━━━ Provided passage ━━━
Joshua Block, the attorney for Ms. Pepper-Jackson, said that Congress prohibited discrimination based on sex, and did not define it, just as it did not define “race” when it prohibited discrimination based on race. The court, he said, does not need to take a position on whether sex includes gender identity.
That did not appear to satisfy the justices.
When the word sex is “used as a statutory term, I’m not sure you have that kind of flexibility,” Chief Justice Roberts said.
Justice Kagan separately expressed concern about the court inadvertently crafting a decision that would prevent other states from choosing to include transgender athletes in women’s sports.
“What should we not say or what should we say to prevent that from happening?” she asked.
Throughout Tuesday’s argument, the justices confronted difficult questions about when boys and girls can be legally be treated differently. They raised a series of hypotheticals about whether boys and girls are different when it comes to their aptitude in all sorts of fields including calculus, chess and high school performance in general.
Some of the justices seemed eager to find a way to resolve the case without delving into these “similarly situated” arguments.
“I think it opens a huge can of worms that maybe we don’t need to get into here,” said Justice Amy Coney Barrett.
The justices also touched on the intense public interest in the outcome of the case. Many Olympians and other elite athletes are watching closely, with support for both sides.
“There are an awful lot of female athletes who are strongly opposed to participation by trans athletes in competitions with them,” Justice Alito noted. He asked the lawyer for the Idaho athlete, “Are they bigots? Are they deluded in thinking that they are subjected to unfair competition?”
“I would never call anyone that,” Kathleen R. Hartnett, the attorney for Ms. Hecox, said. But she added that “you don’t legislate based on undifferentiated fears.” She also pointed to findings that showed that while transgender people have excelled in women’s sports, “they actually are few and far between.”
Justice Neil M. Gorsuch, who wrote the court’s 2020 decision on protections for gay and transgender workers, repeatedly asked about the history of discrimination against transgender people, including in laws passed by Congress and in a court ruling from the 1960s that he referred to as “perhaps not our finest hour.”
━━━ Data section ━━━
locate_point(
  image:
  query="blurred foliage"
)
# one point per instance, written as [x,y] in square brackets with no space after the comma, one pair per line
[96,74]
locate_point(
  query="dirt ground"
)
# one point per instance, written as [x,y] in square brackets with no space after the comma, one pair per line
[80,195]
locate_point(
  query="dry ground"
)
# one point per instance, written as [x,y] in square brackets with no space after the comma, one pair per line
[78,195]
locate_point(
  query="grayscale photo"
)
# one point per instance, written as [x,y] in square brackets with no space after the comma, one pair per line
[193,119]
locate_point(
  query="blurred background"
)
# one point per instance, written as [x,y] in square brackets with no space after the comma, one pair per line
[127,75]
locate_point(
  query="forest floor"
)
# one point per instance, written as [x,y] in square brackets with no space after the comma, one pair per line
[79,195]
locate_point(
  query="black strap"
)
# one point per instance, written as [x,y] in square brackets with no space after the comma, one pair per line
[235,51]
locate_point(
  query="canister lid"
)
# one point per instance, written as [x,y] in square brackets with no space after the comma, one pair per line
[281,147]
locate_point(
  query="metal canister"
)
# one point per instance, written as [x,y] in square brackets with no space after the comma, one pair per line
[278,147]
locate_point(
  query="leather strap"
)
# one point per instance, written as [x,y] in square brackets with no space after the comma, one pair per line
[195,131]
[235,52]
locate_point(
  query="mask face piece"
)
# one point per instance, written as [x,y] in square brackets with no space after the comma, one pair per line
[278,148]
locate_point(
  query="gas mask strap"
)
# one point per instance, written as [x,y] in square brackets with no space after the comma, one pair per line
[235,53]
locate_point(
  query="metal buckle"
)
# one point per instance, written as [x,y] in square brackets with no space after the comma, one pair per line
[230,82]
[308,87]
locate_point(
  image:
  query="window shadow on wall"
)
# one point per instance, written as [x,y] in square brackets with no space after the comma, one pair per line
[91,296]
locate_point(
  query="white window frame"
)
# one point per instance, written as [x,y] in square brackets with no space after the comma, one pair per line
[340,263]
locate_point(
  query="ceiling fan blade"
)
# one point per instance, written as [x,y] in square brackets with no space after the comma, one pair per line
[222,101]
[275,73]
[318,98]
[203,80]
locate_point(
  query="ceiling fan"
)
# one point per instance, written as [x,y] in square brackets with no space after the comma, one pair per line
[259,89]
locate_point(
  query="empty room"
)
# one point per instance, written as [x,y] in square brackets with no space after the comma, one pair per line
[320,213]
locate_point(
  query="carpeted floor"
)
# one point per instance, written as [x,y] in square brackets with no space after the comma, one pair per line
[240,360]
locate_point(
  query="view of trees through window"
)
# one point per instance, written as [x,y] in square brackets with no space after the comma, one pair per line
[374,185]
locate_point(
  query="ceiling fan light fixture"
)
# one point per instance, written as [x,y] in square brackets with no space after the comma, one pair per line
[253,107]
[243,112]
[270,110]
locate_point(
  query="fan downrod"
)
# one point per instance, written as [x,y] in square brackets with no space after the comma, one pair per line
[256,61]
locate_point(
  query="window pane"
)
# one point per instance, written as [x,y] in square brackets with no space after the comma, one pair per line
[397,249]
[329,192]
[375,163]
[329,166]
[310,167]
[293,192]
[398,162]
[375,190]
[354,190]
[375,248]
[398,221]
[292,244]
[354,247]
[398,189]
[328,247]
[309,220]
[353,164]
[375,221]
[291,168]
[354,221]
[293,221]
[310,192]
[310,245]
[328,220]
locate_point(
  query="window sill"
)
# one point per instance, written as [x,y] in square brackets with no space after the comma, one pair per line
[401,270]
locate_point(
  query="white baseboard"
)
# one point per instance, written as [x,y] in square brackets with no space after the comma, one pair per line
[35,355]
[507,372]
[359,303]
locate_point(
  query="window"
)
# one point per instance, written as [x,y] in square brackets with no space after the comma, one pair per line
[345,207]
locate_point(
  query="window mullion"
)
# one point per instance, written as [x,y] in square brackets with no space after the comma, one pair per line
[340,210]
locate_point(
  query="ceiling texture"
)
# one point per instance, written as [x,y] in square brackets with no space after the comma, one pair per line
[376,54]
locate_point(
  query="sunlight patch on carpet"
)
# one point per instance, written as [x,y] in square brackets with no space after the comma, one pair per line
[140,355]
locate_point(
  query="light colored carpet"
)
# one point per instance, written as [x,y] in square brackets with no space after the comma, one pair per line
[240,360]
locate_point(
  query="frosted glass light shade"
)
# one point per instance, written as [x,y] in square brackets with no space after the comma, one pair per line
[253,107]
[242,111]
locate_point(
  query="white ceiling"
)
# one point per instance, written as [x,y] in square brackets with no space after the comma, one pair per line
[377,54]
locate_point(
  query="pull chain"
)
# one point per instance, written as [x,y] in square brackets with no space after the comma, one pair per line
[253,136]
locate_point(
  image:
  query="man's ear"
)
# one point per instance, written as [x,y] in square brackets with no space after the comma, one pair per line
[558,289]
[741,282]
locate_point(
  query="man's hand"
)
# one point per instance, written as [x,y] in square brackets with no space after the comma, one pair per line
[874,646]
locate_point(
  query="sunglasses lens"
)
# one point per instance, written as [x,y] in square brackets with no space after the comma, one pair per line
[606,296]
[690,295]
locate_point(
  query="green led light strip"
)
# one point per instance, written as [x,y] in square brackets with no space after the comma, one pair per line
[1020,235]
━━━
• [What to do]
**a.** Please duplicate the portion of the Supreme Court argument text from "That did not" to "performance in general.".
**b.** Render this sentence from the Supreme Court argument text in Spanish: "That did not appear to satisfy the justices."
**c.** Take the account of the Supreme Court argument on transgender athletes further, picking up right after its final sentence.

• [Expected responses]
**a.**
That did not appear to satisfy the justices.
When the word sex is “used as a statutory term, I’m not sure you have that kind of flexibility,” Chief Justice Roberts said.
Justice Kagan separately expressed concern about the court inadvertently crafting a decision that would prevent other states from choosing to include transgender athletes in women’s sports.
“What should we not say or what should we say to prevent that from happening?” she asked.
Throughout Tuesday’s argument, the justices confronted difficult questions about when boys and girls can be legally be treated differently. They raised a series of hypotheticals about whether boys and girls are different when it comes to their aptitude in all sorts of fields including calculus, chess and high school performance in general.

**b.** Eso no pareció satisfacer a los jueces.

**c.**
But his position on the matter was unclear from his questions.
By the end of the arguments, Mr. Block, an American Civil Liberties Union lawyer representing Ms. Pepper-Jackson, urged the justices to send her case back to the lower courts for a deeper review of the science and facts.
“This is an important issue. It may affect the whole country, and the court wants to get it right,” he said, telling the justices to avoid making a broad ruling.
Two appeals courts have sided with the students and blocked enforcement of the laws.
In the Idaho case, a federal judge said that promoting equal athletic opportunities for men and women was an important government interest, but that categorically barring Ms. Hecox did not advance those goals because of the medical treatment she receives. She is treated with testosterone suppression and estrogen.
In West Virginia, a district court judge, Joseph R. Goodwin, at first upheld the state law. He found that it did not violate the Constitution or Title IX, and concluded that “it is generally accepted that, on average, males outperform females athletically because of inherent physical differences between the sexes.”
But a divided panel of the U.S. Court of Appeals for the Fourth Circuit said the law could not be enforced against Ms. Pepper-Jackson, specifically, in part because she said medication has prevented her from going through male puberty.
Outside the court on Tuesday, there were loud, large, dueling demonstrations — a sign of the importance of the case. A speaker rallying against the state bans asked the crowd: “If you love a trans person, will you scream?”
The crowd responded with cheers. A few hundred yards away, supporters of the laws said that they stood for “biology against ideology.”
Reporting was contributed by Aishvarya Kavi, Abbie VanSickle, Adam Liptak, Amy Harmon and Juliet Macur.